_TASK TO CARRY OUT_.
Which lines of the material contain the word "white"? Copy each of them, and count a match only when the letter case is identical.

>>>>>

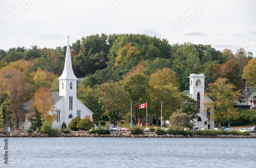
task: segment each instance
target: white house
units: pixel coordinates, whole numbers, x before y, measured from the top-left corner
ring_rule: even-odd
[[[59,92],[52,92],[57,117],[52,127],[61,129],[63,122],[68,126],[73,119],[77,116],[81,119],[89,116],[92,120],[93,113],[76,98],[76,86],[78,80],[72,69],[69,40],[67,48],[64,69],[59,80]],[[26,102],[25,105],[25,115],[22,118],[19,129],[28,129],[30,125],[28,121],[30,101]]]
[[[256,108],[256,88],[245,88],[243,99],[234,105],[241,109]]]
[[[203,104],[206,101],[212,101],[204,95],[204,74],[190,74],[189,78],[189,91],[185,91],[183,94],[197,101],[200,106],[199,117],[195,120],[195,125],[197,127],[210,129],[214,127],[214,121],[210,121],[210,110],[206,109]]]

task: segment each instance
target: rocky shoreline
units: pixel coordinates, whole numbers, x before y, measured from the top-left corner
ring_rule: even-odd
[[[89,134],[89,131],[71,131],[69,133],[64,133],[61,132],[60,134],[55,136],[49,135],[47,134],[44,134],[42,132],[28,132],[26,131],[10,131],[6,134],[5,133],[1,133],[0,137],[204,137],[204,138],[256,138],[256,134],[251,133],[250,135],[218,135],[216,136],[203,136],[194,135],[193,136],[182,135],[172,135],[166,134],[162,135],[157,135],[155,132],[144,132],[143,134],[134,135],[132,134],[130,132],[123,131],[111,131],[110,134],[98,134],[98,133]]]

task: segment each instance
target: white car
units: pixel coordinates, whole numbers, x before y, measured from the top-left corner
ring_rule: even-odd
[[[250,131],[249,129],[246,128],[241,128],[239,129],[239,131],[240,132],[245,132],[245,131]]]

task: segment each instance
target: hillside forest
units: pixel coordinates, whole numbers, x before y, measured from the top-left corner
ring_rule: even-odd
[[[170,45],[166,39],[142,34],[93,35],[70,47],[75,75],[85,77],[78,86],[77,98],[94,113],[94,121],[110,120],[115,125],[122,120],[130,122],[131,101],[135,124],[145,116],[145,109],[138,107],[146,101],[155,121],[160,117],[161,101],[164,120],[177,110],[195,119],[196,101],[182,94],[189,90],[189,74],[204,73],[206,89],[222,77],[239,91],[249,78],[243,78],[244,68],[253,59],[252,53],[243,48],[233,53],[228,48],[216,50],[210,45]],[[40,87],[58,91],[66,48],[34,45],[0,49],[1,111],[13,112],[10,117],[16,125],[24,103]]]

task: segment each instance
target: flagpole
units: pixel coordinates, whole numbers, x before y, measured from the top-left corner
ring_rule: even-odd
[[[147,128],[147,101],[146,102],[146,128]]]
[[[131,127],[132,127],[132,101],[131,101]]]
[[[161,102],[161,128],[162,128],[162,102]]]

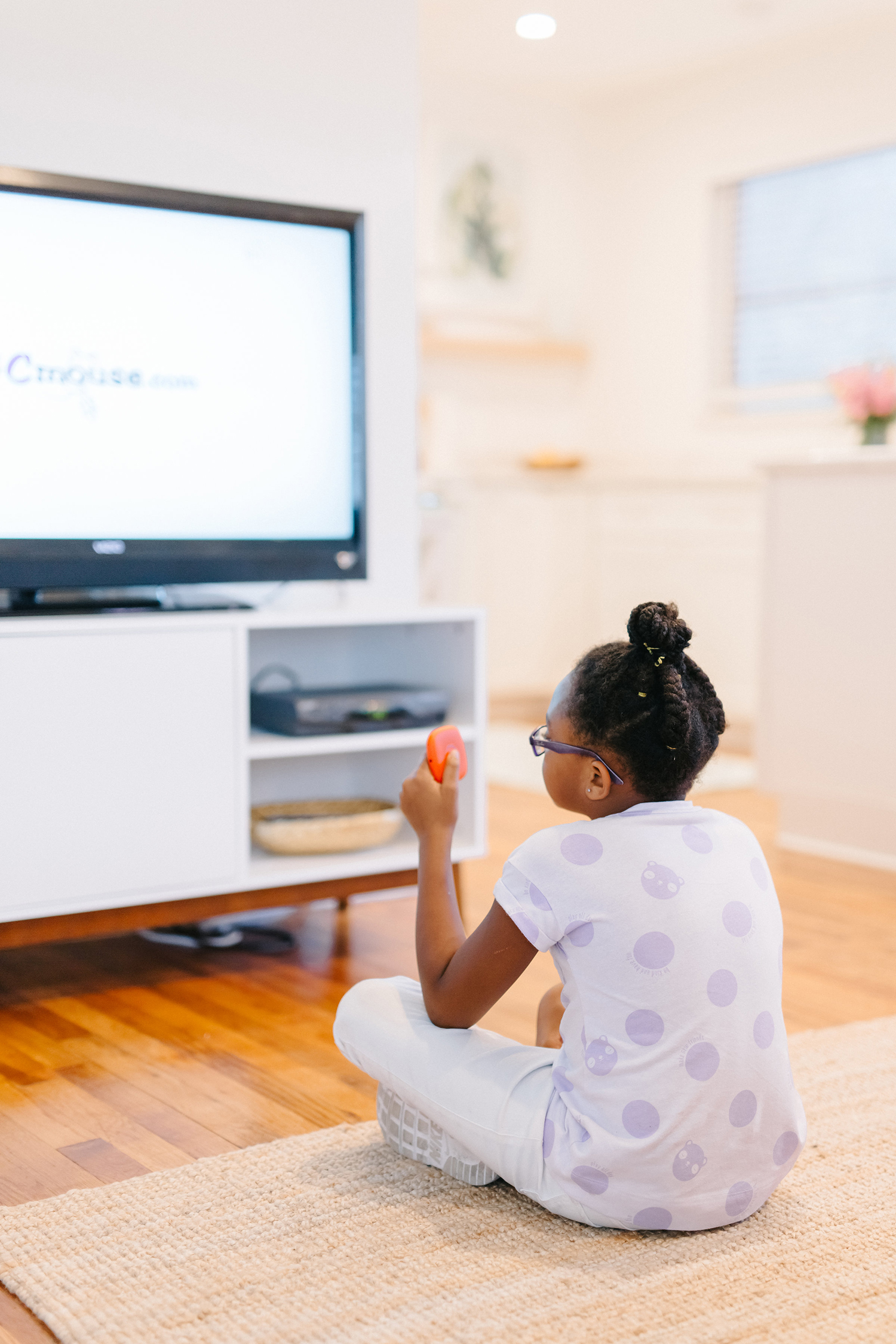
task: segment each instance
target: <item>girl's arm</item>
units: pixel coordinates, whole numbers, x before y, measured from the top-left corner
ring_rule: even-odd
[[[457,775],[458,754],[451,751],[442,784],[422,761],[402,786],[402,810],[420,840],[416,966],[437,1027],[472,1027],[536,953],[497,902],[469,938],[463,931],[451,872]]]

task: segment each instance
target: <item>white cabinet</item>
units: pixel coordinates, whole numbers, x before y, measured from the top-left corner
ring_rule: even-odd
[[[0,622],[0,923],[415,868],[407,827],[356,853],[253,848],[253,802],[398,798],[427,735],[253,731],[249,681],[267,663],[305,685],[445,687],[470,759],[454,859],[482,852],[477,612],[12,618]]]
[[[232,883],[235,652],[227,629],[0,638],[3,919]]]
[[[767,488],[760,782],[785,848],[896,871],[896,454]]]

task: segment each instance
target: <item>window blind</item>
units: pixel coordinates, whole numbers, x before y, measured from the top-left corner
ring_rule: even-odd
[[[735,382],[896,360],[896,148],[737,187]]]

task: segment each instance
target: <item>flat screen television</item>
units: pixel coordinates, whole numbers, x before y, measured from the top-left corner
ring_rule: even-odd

<<<<<
>>>>>

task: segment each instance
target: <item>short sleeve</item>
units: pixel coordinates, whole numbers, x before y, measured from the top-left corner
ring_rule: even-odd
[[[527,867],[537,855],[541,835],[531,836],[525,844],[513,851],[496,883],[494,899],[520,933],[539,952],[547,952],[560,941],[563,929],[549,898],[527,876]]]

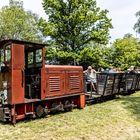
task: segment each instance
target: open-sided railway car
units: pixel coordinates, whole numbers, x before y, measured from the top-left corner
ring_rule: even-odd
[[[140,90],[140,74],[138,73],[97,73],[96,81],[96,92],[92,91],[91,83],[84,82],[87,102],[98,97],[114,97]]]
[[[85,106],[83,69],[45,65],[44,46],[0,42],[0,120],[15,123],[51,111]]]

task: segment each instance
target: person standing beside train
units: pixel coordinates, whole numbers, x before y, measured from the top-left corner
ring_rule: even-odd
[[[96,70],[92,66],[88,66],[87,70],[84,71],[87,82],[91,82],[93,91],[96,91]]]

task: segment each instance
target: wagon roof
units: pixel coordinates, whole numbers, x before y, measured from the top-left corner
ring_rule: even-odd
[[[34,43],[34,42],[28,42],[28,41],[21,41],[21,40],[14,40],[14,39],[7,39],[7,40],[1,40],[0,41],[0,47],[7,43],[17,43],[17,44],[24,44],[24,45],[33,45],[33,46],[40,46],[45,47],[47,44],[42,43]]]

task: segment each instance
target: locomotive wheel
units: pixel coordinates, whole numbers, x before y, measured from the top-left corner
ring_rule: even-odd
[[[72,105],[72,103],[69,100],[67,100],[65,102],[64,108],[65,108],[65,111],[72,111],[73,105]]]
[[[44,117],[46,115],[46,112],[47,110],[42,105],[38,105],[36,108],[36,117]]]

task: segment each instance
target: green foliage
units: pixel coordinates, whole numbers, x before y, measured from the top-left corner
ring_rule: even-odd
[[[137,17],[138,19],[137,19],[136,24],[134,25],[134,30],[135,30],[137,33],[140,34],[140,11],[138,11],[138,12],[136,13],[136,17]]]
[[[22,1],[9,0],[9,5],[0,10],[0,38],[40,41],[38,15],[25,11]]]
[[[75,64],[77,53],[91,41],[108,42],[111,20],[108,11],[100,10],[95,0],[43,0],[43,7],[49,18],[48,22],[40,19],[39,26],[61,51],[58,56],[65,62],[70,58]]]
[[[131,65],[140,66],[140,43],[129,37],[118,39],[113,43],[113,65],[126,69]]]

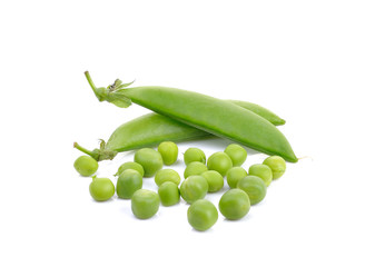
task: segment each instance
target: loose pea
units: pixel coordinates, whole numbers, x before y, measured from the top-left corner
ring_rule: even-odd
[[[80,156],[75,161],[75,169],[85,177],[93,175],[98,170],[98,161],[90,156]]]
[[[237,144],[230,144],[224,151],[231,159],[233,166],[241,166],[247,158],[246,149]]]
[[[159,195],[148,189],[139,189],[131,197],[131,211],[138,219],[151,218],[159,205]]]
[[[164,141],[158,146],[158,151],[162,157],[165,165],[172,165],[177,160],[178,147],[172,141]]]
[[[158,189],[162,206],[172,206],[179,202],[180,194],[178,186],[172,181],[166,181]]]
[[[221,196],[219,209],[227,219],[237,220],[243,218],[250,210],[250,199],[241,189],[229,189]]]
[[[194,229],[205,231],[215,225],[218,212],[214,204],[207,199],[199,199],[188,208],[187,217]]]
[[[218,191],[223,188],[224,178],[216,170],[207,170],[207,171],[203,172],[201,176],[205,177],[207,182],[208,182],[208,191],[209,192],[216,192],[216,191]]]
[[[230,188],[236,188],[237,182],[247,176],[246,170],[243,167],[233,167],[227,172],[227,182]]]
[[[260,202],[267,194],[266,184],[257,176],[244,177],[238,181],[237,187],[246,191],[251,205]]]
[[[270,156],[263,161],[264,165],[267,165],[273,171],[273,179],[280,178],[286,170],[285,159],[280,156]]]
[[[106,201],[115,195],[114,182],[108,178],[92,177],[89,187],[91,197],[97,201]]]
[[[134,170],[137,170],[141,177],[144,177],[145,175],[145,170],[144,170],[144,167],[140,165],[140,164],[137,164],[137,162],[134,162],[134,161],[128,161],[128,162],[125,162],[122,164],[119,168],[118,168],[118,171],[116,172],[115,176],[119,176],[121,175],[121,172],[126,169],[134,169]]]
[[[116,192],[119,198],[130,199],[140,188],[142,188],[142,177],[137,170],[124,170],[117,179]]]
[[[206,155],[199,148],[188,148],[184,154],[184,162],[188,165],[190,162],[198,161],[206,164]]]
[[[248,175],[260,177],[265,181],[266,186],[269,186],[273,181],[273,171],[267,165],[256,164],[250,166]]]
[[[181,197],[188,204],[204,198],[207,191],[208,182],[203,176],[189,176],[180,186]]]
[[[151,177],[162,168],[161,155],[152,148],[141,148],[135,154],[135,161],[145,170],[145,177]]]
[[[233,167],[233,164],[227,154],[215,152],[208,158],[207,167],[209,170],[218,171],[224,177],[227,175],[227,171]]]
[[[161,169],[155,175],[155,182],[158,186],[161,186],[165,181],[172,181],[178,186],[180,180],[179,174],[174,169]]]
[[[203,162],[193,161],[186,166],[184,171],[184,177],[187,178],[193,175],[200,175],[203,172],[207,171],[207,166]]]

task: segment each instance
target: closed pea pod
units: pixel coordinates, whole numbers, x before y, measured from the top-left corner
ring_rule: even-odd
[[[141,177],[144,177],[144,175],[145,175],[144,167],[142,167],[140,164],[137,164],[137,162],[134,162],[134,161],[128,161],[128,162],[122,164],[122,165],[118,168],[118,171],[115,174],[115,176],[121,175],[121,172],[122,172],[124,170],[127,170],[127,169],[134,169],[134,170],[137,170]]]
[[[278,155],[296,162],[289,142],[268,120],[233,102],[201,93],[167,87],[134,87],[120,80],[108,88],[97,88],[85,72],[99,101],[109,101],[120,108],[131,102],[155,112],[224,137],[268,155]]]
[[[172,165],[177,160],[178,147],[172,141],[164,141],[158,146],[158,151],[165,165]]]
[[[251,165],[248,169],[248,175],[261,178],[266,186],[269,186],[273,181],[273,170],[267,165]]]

<<<<<
>>>>>

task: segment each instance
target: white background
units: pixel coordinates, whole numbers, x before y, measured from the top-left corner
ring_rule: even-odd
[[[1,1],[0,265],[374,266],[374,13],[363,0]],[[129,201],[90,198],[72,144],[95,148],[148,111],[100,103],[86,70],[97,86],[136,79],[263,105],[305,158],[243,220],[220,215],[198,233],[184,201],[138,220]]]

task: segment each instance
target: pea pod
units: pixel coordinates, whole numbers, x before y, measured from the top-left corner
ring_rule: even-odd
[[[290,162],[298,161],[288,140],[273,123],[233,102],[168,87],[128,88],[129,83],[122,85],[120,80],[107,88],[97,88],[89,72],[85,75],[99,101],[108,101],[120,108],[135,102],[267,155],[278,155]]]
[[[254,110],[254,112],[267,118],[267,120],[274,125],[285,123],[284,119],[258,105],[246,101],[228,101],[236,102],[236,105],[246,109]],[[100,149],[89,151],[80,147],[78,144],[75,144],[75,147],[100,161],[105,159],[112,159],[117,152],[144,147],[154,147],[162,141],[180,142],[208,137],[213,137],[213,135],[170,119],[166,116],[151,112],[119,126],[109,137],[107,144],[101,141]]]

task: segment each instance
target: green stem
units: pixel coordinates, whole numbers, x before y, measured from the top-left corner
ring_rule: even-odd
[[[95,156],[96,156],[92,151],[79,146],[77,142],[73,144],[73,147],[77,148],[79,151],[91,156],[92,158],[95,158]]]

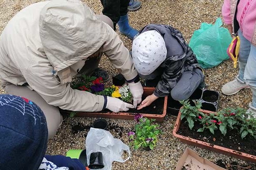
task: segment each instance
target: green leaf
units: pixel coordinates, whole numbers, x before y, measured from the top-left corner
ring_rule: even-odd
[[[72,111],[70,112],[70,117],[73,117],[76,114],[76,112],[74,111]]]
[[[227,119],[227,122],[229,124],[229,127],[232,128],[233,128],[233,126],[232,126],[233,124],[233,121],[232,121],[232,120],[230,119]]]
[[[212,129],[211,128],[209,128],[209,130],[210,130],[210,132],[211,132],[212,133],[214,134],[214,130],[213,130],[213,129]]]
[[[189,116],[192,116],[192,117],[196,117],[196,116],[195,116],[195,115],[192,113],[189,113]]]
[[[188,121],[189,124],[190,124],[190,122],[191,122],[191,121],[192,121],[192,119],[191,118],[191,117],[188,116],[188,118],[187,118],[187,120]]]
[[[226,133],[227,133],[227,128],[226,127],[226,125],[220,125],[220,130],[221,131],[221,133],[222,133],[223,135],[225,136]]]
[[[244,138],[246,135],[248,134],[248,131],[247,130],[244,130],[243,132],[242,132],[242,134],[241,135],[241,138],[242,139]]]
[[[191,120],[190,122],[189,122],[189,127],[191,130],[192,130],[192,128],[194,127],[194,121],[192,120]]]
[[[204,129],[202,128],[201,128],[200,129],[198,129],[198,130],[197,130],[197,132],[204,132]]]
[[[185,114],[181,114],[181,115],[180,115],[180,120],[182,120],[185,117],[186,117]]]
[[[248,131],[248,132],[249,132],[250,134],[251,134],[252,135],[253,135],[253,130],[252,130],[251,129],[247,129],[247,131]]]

<<<<<

_EXERCISE ANSWER_.
target: white house
target: white car
target: <item>white cabinet</item>
target: white background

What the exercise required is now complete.